### EXERCISE INSTRUCTIONS
Count the lines in the data below that contain the string "woman", with case taken into account. Reply with that number alone.

### MATERIAL PROVIDED
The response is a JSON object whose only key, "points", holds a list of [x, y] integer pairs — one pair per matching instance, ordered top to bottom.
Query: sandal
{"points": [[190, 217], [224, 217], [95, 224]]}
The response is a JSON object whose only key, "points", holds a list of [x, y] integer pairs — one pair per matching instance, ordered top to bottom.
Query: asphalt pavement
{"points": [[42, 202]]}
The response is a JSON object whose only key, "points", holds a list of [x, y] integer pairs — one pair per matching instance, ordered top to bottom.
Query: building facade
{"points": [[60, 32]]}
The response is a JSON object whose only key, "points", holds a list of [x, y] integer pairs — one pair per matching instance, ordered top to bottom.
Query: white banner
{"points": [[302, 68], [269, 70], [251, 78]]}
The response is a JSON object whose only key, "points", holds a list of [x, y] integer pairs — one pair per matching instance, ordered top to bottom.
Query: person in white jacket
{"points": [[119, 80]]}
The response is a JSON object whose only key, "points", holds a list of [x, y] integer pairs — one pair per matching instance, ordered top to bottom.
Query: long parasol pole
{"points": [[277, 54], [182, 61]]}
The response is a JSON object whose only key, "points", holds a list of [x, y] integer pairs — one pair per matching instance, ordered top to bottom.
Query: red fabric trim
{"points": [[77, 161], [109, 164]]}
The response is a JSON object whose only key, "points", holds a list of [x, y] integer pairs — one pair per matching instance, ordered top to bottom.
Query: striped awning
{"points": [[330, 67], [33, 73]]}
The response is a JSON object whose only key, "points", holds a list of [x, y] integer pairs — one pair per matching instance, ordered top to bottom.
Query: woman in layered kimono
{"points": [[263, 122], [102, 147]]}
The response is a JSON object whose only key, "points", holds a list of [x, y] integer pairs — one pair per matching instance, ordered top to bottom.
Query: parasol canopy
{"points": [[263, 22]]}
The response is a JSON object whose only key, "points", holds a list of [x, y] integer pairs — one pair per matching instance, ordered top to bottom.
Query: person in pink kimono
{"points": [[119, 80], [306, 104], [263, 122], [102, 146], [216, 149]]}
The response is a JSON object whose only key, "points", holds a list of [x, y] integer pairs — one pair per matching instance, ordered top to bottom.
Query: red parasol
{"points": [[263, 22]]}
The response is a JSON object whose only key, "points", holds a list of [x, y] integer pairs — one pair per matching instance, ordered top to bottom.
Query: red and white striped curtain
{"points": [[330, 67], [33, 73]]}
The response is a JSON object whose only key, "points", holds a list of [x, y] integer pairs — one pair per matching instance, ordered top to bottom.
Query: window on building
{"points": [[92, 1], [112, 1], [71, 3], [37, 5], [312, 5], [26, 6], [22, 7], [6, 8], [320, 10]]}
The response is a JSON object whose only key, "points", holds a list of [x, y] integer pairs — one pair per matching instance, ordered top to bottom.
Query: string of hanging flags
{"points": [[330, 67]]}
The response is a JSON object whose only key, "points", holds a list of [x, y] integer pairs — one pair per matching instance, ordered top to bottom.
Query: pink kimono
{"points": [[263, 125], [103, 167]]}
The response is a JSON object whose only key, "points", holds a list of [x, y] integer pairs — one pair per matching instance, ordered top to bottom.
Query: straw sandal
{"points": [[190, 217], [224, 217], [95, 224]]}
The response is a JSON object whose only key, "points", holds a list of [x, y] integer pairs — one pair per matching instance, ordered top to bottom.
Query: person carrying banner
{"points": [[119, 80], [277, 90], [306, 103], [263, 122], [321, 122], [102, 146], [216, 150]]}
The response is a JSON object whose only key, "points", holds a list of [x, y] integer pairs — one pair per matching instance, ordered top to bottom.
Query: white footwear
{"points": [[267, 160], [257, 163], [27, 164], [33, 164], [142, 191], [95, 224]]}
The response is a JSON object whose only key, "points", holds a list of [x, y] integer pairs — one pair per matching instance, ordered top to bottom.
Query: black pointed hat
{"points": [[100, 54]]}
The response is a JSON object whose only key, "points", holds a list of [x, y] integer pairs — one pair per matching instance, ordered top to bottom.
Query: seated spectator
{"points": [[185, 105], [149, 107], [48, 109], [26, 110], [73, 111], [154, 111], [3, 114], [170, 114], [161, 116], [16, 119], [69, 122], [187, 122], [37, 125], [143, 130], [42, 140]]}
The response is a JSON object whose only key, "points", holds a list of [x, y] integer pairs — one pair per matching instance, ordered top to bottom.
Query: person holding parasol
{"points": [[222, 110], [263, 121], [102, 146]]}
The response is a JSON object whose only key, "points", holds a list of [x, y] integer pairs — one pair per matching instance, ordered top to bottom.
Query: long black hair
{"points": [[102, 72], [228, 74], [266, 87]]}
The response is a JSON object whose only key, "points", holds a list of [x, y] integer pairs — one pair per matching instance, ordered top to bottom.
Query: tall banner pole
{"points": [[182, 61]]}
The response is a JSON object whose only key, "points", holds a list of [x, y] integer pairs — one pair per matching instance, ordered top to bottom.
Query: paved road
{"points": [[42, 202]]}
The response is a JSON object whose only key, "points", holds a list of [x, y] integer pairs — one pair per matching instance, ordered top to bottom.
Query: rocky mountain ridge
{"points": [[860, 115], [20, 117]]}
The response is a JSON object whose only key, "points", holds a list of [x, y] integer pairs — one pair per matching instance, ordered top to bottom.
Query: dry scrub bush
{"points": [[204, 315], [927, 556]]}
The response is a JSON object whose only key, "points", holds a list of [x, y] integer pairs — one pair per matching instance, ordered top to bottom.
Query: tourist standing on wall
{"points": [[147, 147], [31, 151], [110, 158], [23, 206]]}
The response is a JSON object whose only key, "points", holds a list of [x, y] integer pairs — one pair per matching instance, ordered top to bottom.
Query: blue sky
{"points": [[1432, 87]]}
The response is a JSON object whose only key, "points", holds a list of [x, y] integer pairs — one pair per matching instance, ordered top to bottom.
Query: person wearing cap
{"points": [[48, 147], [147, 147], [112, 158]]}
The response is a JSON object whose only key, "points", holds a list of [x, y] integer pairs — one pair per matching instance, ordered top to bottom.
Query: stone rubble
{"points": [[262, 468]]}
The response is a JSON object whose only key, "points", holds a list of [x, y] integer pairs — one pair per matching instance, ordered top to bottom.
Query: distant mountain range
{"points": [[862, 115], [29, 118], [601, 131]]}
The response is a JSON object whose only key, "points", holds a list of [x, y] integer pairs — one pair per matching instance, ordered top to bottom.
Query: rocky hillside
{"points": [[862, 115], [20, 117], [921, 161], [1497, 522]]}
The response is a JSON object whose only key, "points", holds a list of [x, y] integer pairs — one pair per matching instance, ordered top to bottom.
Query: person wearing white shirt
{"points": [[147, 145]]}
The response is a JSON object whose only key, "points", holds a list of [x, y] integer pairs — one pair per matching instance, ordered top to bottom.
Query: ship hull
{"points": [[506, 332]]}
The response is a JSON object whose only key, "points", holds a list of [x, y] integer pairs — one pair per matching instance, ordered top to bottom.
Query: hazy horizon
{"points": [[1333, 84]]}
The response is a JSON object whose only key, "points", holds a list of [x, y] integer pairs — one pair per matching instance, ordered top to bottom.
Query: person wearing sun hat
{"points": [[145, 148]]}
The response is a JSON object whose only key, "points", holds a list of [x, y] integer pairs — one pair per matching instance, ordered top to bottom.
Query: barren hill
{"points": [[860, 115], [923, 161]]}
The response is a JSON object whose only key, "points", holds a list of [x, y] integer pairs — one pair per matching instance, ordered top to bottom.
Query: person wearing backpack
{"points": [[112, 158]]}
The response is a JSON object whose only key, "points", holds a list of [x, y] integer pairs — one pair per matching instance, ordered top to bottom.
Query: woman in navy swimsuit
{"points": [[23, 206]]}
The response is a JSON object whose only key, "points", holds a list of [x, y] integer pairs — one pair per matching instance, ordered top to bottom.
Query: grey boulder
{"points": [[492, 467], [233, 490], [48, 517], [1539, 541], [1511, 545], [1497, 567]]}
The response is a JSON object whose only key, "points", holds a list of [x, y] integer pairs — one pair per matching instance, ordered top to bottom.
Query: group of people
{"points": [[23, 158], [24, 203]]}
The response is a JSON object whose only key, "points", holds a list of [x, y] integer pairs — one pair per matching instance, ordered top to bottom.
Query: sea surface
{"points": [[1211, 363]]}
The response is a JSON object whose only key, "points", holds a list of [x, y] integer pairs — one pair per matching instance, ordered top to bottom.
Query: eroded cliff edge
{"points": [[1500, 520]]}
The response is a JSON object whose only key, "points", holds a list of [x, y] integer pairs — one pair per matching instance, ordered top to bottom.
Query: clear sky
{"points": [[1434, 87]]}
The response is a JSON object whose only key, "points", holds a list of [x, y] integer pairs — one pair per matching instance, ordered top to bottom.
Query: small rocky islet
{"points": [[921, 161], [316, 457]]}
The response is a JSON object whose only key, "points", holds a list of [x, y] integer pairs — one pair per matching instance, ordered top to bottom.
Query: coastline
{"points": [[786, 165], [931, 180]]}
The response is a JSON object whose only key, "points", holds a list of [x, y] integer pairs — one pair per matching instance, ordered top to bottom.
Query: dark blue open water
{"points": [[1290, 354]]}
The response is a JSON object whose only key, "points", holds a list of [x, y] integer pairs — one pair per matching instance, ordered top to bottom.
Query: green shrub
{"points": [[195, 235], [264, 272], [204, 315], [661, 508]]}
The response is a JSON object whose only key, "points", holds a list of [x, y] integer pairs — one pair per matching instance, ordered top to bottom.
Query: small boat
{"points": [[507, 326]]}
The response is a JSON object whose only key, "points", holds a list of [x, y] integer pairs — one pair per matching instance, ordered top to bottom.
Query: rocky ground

### THE ANSWER
2